▸ EXERCISE PROMPT: Lay out every one of the lines below as a Markdown table with two columns, Row and Line, numbering each row and omitting blank lines. Leave the pictures out of the table.

[start TASK MATERIAL]

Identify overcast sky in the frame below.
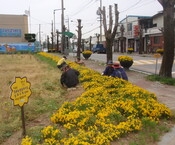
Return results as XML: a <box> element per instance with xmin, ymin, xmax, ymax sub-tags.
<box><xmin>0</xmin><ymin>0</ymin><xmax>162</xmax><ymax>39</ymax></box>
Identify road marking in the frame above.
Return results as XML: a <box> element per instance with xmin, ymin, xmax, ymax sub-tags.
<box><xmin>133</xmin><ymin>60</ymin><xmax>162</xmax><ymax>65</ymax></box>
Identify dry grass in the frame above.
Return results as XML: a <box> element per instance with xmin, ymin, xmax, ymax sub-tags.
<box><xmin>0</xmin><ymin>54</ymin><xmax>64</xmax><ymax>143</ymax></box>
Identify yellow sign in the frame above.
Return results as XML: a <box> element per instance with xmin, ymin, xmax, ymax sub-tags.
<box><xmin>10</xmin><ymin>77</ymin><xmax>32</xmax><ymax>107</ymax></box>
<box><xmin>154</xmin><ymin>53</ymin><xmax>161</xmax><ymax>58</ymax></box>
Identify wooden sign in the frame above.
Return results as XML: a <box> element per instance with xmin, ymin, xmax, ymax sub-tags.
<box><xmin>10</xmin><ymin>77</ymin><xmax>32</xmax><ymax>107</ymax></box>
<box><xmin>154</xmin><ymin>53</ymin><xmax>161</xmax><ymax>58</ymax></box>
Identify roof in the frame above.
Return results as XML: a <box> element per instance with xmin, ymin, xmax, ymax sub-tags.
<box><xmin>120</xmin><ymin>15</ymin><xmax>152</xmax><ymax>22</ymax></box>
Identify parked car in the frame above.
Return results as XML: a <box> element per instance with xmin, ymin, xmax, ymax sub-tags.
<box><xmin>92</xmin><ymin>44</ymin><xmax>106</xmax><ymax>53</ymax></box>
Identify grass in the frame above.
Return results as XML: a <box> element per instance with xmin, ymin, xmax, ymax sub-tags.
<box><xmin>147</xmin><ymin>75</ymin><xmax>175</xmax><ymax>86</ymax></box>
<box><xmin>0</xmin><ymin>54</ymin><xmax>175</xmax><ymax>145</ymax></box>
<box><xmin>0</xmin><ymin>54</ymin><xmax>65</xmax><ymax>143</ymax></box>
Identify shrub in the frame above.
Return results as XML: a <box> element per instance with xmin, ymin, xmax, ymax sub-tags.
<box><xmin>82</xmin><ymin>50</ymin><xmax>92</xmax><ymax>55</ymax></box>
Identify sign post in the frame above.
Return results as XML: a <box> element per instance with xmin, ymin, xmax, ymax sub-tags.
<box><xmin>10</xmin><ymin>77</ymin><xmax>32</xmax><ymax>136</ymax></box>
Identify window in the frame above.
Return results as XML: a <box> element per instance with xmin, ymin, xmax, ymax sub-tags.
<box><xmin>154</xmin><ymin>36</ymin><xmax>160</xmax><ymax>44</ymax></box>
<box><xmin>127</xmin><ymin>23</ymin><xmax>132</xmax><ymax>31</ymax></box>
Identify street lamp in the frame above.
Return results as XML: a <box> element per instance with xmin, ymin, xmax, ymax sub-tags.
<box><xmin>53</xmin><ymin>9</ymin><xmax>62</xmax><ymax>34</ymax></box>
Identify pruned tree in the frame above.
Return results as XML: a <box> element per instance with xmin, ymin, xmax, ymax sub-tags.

[end TASK MATERIAL]

▸ ANSWER:
| Row | Line |
|---|---|
| 1 | Identify overcast sky in the frame below. |
| 2 | Return results as XML: a <box> element per instance with xmin, ymin, xmax, ymax sub-tags. |
| 3 | <box><xmin>0</xmin><ymin>0</ymin><xmax>162</xmax><ymax>39</ymax></box> |
| 4 | Identify road marking in the frame above. |
| 5 | Return results as XML: a <box> element per instance with xmin, ymin, xmax, ymax sub-tags. |
| 6 | <box><xmin>133</xmin><ymin>60</ymin><xmax>162</xmax><ymax>65</ymax></box> |
| 7 | Identify dry grass in the frame above. |
| 8 | Return results as XML: a <box> element per instance with xmin, ymin, xmax, ymax sub-tags. |
| 9 | <box><xmin>0</xmin><ymin>54</ymin><xmax>64</xmax><ymax>143</ymax></box> |
| 10 | Identify yellow sign in the frame above. |
| 11 | Return results as XML: a <box> element per instance with xmin, ymin, xmax, ymax sub-tags. |
| 12 | <box><xmin>10</xmin><ymin>77</ymin><xmax>32</xmax><ymax>107</ymax></box> |
| 13 | <box><xmin>154</xmin><ymin>53</ymin><xmax>161</xmax><ymax>58</ymax></box> |
| 14 | Identify wooden sign in the frame above. |
| 15 | Return results as XML: a <box> element per instance with xmin, ymin, xmax, ymax sub-tags. |
| 16 | <box><xmin>10</xmin><ymin>77</ymin><xmax>32</xmax><ymax>107</ymax></box> |
| 17 | <box><xmin>154</xmin><ymin>53</ymin><xmax>161</xmax><ymax>58</ymax></box> |
| 18 | Identify roof in the frame above. |
| 19 | Return results as XML: a <box> element per instance with xmin, ymin, xmax, ymax sub-tags. |
| 20 | <box><xmin>120</xmin><ymin>15</ymin><xmax>152</xmax><ymax>22</ymax></box> |
| 21 | Identify parked car in the frame above. |
| 22 | Return results as XML: a <box> element per instance with xmin, ymin, xmax, ymax sub-tags. |
| 23 | <box><xmin>92</xmin><ymin>44</ymin><xmax>106</xmax><ymax>53</ymax></box> |
| 24 | Identify grass in the frame above. |
| 25 | Return results as XML: a <box> element per instance with xmin, ymin, xmax, ymax sub-tags. |
| 26 | <box><xmin>147</xmin><ymin>75</ymin><xmax>175</xmax><ymax>86</ymax></box> |
| 27 | <box><xmin>0</xmin><ymin>54</ymin><xmax>175</xmax><ymax>145</ymax></box> |
| 28 | <box><xmin>0</xmin><ymin>54</ymin><xmax>65</xmax><ymax>143</ymax></box> |
| 29 | Identify shrub in the frame above. |
| 30 | Return results as XML: a <box> element per instance with xmin, ymin, xmax, ymax sub-tags. |
| 31 | <box><xmin>82</xmin><ymin>50</ymin><xmax>92</xmax><ymax>55</ymax></box> |
| 32 | Identify sign post in the frame above. |
| 33 | Return results as XML: a <box> element per instance with xmin, ymin, xmax, ymax sub-tags. |
| 34 | <box><xmin>10</xmin><ymin>77</ymin><xmax>32</xmax><ymax>136</ymax></box> |
| 35 | Identify window in the frame above. |
| 36 | Return results as XML: a <box> element per instance with xmin, ymin, xmax, ymax sub-tags. |
| 37 | <box><xmin>154</xmin><ymin>36</ymin><xmax>160</xmax><ymax>44</ymax></box> |
| 38 | <box><xmin>127</xmin><ymin>23</ymin><xmax>132</xmax><ymax>31</ymax></box> |
| 39 | Identify street lamp in the frame above. |
| 40 | Return results as XML: a <box> element per instance with xmin, ymin, xmax, ymax sub-tags. |
| 41 | <box><xmin>53</xmin><ymin>9</ymin><xmax>62</xmax><ymax>34</ymax></box> |
| 42 | Identify pruned tree in the frame above. |
| 43 | Return results as XML: a <box> element per instance with xmin, ymin, xmax, ymax sub-tags. |